(begin)

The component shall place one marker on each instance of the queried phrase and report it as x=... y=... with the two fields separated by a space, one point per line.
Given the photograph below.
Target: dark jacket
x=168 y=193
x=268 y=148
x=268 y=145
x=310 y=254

(end)

Update the material by replacing "dark jacket" with "black coat" and leaving everything else as it is.

The component shall place one marker on each instance of the queried phrase and report it as x=... y=... with the two fields separated by a space, one point per line.
Given the photograph below.
Target: black coat
x=168 y=193
x=268 y=148
x=268 y=145
x=310 y=254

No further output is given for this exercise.